» **Your objective**: Only an exact copy of the entries will serve as the answer.

(Data section begins)

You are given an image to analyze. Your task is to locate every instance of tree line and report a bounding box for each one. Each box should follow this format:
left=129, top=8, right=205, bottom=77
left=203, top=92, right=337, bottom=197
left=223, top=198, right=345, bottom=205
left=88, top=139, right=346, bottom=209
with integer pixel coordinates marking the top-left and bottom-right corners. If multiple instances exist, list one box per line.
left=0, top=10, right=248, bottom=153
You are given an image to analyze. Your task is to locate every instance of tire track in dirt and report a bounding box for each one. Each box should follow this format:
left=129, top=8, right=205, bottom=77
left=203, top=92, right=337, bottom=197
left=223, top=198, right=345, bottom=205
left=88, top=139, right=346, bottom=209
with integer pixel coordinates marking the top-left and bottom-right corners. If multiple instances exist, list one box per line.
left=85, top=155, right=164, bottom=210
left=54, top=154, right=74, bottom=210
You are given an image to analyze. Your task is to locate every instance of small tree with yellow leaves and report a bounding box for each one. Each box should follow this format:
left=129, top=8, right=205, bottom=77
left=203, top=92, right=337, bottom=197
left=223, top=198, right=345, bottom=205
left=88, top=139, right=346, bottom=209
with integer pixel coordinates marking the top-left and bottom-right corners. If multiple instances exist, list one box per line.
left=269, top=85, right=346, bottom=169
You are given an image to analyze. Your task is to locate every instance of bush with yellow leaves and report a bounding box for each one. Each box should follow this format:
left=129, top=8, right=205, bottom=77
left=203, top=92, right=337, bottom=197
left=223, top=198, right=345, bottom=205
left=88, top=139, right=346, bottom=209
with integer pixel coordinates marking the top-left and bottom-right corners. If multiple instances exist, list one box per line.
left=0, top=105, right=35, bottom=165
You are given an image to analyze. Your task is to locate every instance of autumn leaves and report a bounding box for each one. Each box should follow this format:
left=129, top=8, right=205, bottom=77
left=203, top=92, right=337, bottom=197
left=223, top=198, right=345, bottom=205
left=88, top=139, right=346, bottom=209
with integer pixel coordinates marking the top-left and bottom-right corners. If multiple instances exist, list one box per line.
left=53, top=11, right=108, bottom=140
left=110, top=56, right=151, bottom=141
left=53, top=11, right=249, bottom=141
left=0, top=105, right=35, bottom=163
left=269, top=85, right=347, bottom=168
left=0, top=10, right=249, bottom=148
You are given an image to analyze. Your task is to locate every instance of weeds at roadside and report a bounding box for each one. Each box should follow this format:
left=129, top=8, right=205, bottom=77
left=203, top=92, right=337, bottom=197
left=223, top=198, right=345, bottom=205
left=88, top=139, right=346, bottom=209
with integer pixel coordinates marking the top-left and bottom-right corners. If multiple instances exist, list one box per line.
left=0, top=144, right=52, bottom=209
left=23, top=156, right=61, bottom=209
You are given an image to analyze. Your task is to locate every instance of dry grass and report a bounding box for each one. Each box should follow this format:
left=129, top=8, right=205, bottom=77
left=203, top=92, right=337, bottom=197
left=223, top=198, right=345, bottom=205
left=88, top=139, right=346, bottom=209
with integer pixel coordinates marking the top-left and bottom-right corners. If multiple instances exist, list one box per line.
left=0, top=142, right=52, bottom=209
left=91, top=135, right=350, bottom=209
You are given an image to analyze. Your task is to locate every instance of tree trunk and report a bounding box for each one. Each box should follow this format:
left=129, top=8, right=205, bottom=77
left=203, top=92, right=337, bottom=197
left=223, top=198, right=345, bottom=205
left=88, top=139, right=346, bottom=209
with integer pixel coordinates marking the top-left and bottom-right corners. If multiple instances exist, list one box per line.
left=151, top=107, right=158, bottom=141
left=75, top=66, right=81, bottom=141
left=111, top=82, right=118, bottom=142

(Data section ends)

» **Reply**:
You are given an image to analyze. Your task is to locate every instance of tree line and report a bounding box for each one. Each box should follow this format:
left=129, top=8, right=205, bottom=77
left=203, top=92, right=337, bottom=197
left=223, top=198, right=345, bottom=205
left=88, top=139, right=346, bottom=209
with integer pixel coordinates marking the top-left and bottom-right corners. If multiple instances exist, list one box per line.
left=0, top=10, right=248, bottom=153
You are given an image to analyze. Your task is to locate every instance of tire track in dirt and report a bounding box for each one. Each box should follow this format:
left=129, top=8, right=205, bottom=77
left=203, top=92, right=337, bottom=197
left=223, top=198, right=345, bottom=205
left=88, top=139, right=346, bottom=209
with integer pixel coordinates marking the top-left and bottom-right corners. If multiple instances exist, list one box per line.
left=85, top=155, right=164, bottom=210
left=54, top=154, right=74, bottom=210
You are given an image to analyze. Your task is to locate every instance of small tree with yellow leaves and report a bounding box for each one. Each box should follow this format:
left=129, top=8, right=205, bottom=77
left=203, top=92, right=337, bottom=197
left=223, top=198, right=345, bottom=205
left=88, top=139, right=346, bottom=209
with integer pixel coordinates marking the top-left and bottom-right corners. If multiple instances exist, list one box per line.
left=269, top=85, right=346, bottom=169
You are given an image to analyze. Your task is to locate every instance of bush with yellow leaves and report a bounding box for each one. Each box should follow this format:
left=129, top=8, right=205, bottom=77
left=203, top=92, right=337, bottom=197
left=223, top=198, right=345, bottom=205
left=88, top=139, right=346, bottom=209
with integer pixel coordinates marking the top-left and bottom-right corners. If multiple instances exist, list one box per line.
left=0, top=105, right=35, bottom=165
You are given an image to analyze. Your task is to locate every instance of autumn leaves and report a bounding box for each one. Each box should follow this format:
left=129, top=8, right=205, bottom=77
left=203, top=92, right=337, bottom=197
left=223, top=198, right=345, bottom=205
left=88, top=139, right=346, bottom=209
with integer pixel coordinates marking the top-left and bottom-right corners. If multiple instances exist, list one box per line.
left=53, top=11, right=108, bottom=140
left=110, top=56, right=151, bottom=141
left=53, top=11, right=249, bottom=141
left=0, top=105, right=35, bottom=163
left=269, top=85, right=347, bottom=168
left=0, top=10, right=249, bottom=148
You are given an image to analyze. Your task is to locate every instance of weeds at roadside and report a bounding box for each one. Each box should follow this format:
left=129, top=8, right=205, bottom=77
left=203, top=92, right=337, bottom=197
left=223, top=198, right=345, bottom=205
left=88, top=139, right=346, bottom=209
with integer pixel coordinates marking the top-left and bottom-right corners. If multiple instances exist, list one box per line.
left=0, top=144, right=52, bottom=209
left=23, top=156, right=61, bottom=209
You are given an image to analyze. Your task is to locate every instance of dry grass and report a bounding box for each one. Each box should follow this format:
left=129, top=8, right=205, bottom=77
left=203, top=92, right=337, bottom=197
left=223, top=198, right=345, bottom=205
left=88, top=139, right=346, bottom=209
with integer pixel coordinates marking the top-left and bottom-right corners. If multiple instances exist, list one box per line.
left=0, top=142, right=52, bottom=209
left=91, top=135, right=350, bottom=209
You are given an image to analyze. Your task is to locate every instance of tree trunk and report a bounding box for each one. Each box should follow this format:
left=129, top=8, right=205, bottom=77
left=203, top=92, right=337, bottom=197
left=223, top=198, right=345, bottom=205
left=88, top=139, right=346, bottom=209
with integer pixel coordinates marking the top-left and bottom-right corners. If multiple instances exist, list one box per line.
left=151, top=107, right=158, bottom=141
left=75, top=66, right=81, bottom=141
left=111, top=82, right=118, bottom=142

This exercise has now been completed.